## start
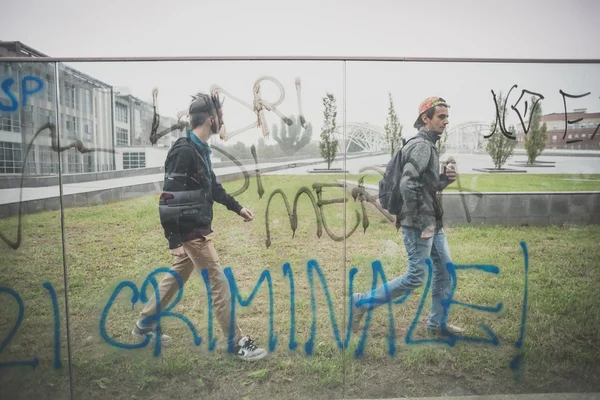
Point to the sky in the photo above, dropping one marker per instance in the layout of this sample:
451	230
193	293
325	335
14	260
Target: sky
475	29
## end
**Problem:** Please reproduce every line of the records above word for word, leaving out the pictures.

**Right answer:**
Point to the sky in the photo above, dropping one marker per instance in the layout of this sample:
451	230
193	293
325	335
14	260
Target: sky
475	29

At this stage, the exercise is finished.